• _EXERCISE OBJECTIVE_
Return exactly those lines of the material below that fall between the line holding "target | tree foliage" and the line holding "target | lit window", inclusive.

##### DATASET RECORDS

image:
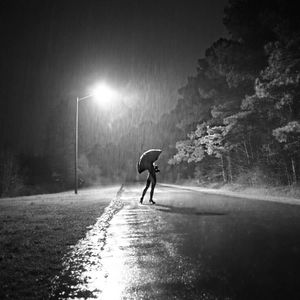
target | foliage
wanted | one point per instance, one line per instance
(248, 91)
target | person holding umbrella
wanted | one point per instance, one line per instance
(146, 162)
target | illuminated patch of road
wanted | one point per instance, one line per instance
(83, 273)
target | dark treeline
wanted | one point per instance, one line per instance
(236, 120)
(241, 111)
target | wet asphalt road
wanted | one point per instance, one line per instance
(190, 245)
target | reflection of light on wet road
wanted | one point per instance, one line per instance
(131, 253)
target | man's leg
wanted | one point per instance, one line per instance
(145, 189)
(153, 183)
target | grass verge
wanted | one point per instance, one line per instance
(35, 233)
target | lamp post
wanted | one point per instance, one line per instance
(102, 93)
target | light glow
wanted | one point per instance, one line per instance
(104, 95)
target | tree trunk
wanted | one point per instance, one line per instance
(294, 171)
(229, 168)
(287, 174)
(247, 153)
(223, 169)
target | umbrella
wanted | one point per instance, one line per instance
(147, 159)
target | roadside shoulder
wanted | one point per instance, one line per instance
(242, 194)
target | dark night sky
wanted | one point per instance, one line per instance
(54, 50)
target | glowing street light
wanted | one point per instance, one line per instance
(104, 95)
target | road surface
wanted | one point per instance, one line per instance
(190, 245)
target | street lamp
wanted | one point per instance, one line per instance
(102, 93)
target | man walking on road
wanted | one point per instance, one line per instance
(150, 179)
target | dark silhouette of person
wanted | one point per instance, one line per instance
(150, 179)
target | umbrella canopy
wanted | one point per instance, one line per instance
(147, 159)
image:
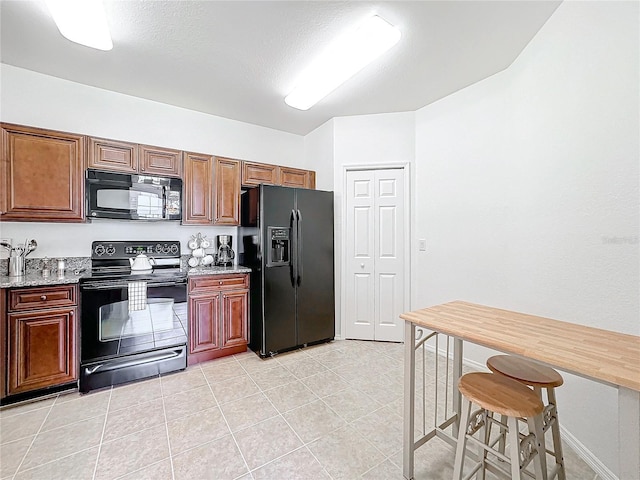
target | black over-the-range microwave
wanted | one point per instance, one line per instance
(132, 197)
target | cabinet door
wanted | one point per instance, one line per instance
(41, 349)
(3, 343)
(294, 177)
(227, 191)
(204, 318)
(198, 173)
(164, 162)
(42, 175)
(234, 318)
(256, 173)
(112, 155)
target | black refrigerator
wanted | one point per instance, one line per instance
(287, 240)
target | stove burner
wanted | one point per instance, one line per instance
(112, 261)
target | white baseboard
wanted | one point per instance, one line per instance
(585, 454)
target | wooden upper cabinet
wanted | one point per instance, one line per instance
(164, 162)
(256, 173)
(105, 154)
(227, 191)
(42, 175)
(295, 177)
(263, 173)
(197, 189)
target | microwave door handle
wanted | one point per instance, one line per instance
(165, 207)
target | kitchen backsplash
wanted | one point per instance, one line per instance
(57, 240)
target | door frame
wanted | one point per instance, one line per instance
(406, 167)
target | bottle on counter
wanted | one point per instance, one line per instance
(45, 267)
(61, 267)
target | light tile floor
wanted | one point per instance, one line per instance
(332, 411)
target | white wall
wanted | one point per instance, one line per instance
(318, 155)
(369, 140)
(529, 193)
(30, 98)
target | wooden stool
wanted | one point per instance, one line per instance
(513, 400)
(537, 377)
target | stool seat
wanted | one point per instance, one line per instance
(525, 371)
(500, 394)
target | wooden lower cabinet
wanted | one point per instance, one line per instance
(218, 316)
(41, 348)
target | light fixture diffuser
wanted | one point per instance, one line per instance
(82, 21)
(341, 60)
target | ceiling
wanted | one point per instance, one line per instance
(238, 59)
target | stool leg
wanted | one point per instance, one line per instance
(555, 431)
(462, 439)
(514, 447)
(482, 453)
(503, 434)
(540, 460)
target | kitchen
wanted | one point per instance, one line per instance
(550, 214)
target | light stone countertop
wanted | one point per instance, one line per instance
(214, 270)
(35, 278)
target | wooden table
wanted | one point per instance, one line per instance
(601, 355)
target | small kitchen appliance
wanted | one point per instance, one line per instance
(225, 254)
(18, 256)
(132, 197)
(134, 321)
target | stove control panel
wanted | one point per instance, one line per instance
(115, 250)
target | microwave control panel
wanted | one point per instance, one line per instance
(107, 249)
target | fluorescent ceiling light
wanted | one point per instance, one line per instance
(82, 21)
(341, 60)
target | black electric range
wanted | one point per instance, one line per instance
(133, 323)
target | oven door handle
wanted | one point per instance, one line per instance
(111, 286)
(116, 364)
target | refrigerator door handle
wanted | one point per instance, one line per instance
(294, 248)
(299, 245)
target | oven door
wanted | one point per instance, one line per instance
(131, 330)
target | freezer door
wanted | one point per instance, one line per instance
(315, 280)
(278, 295)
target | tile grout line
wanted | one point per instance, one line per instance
(224, 417)
(104, 428)
(166, 426)
(303, 443)
(34, 438)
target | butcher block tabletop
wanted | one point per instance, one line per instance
(602, 355)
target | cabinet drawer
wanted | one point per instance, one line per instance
(218, 282)
(33, 298)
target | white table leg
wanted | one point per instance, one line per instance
(409, 400)
(457, 373)
(628, 434)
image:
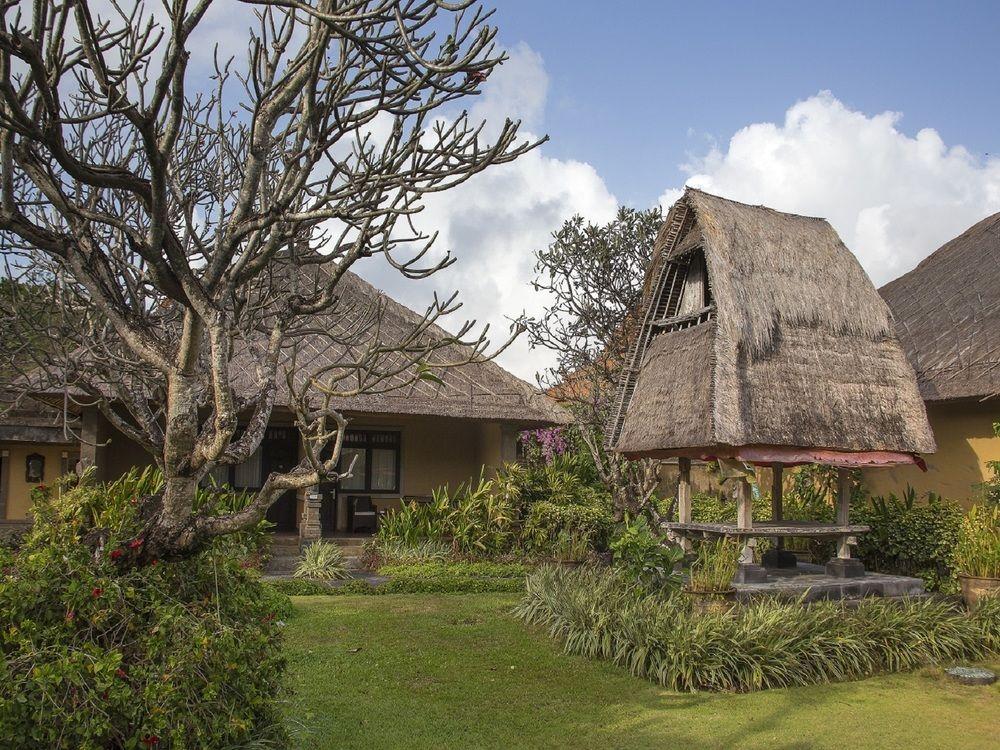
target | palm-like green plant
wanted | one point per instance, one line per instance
(599, 613)
(322, 560)
(977, 553)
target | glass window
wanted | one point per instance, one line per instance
(376, 456)
(248, 473)
(384, 469)
(217, 477)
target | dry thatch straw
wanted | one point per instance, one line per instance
(793, 346)
(947, 313)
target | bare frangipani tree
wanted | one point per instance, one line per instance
(168, 233)
(593, 275)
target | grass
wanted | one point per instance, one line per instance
(431, 671)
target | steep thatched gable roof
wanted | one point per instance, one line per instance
(482, 390)
(479, 390)
(793, 347)
(947, 314)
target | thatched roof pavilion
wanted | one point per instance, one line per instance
(947, 314)
(764, 341)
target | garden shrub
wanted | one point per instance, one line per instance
(546, 509)
(377, 552)
(715, 565)
(101, 654)
(598, 613)
(977, 552)
(909, 537)
(641, 556)
(548, 522)
(322, 560)
(420, 578)
(299, 587)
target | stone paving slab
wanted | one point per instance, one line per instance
(812, 582)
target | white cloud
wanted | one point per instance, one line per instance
(494, 222)
(893, 198)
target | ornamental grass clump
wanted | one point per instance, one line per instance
(322, 561)
(600, 614)
(98, 650)
(977, 552)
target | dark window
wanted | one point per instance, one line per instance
(376, 461)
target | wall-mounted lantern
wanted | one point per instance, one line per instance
(34, 468)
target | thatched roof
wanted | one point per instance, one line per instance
(793, 348)
(947, 314)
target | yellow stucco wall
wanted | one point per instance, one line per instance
(434, 452)
(965, 440)
(18, 491)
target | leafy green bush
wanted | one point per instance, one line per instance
(642, 556)
(475, 519)
(97, 653)
(978, 550)
(378, 552)
(420, 578)
(300, 587)
(322, 560)
(909, 537)
(711, 508)
(599, 614)
(714, 566)
(550, 523)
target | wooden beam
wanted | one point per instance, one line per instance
(777, 513)
(843, 510)
(684, 496)
(744, 504)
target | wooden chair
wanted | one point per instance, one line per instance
(363, 513)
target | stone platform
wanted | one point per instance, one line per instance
(793, 583)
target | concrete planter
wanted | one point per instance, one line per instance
(975, 587)
(708, 602)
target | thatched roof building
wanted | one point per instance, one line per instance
(947, 315)
(764, 340)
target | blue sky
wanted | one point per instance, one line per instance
(633, 90)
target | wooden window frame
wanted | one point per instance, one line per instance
(362, 439)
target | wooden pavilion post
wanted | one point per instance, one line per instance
(842, 566)
(684, 497)
(748, 571)
(778, 556)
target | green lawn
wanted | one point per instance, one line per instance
(459, 672)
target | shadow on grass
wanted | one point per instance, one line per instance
(459, 672)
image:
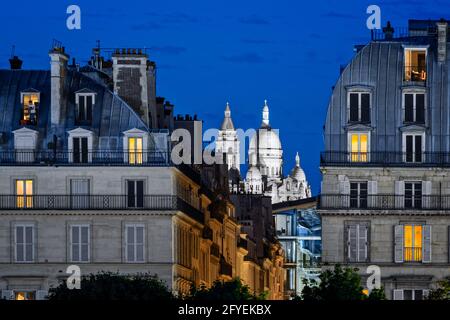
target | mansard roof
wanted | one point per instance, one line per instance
(110, 118)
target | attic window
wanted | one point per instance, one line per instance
(84, 104)
(30, 105)
(415, 64)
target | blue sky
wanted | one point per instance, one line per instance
(209, 52)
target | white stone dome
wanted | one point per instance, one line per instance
(297, 172)
(253, 174)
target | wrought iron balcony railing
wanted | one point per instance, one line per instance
(385, 158)
(385, 201)
(84, 158)
(98, 202)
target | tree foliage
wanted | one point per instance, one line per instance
(224, 290)
(442, 292)
(339, 284)
(114, 286)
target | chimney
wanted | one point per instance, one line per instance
(58, 68)
(15, 63)
(131, 80)
(388, 31)
(442, 27)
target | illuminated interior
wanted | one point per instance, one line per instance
(24, 295)
(412, 243)
(415, 65)
(359, 147)
(30, 101)
(135, 150)
(24, 192)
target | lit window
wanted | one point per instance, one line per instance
(359, 107)
(84, 106)
(30, 105)
(24, 295)
(414, 107)
(359, 147)
(415, 65)
(24, 243)
(135, 150)
(412, 243)
(24, 193)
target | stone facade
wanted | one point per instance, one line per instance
(384, 197)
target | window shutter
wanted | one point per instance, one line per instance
(41, 294)
(352, 243)
(426, 192)
(399, 194)
(7, 294)
(398, 243)
(372, 190)
(345, 193)
(426, 242)
(362, 242)
(398, 294)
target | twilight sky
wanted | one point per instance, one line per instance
(210, 52)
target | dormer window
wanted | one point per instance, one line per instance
(415, 64)
(30, 105)
(84, 100)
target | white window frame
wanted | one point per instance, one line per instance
(80, 133)
(414, 48)
(359, 92)
(414, 92)
(24, 244)
(349, 144)
(71, 243)
(414, 134)
(135, 226)
(84, 95)
(135, 133)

##########

• _EXPECTED OUTPUT_
target | tree foliage
wanted | one point per instance, one line per instance
(224, 290)
(442, 292)
(339, 284)
(114, 286)
target | chimney
wanted | one point per instance, one line per instance
(58, 68)
(15, 63)
(131, 80)
(388, 31)
(442, 27)
target | illuminated interior
wanted | one point per instance, one line per instance
(24, 295)
(412, 243)
(415, 65)
(359, 147)
(30, 101)
(135, 150)
(24, 192)
target | lit window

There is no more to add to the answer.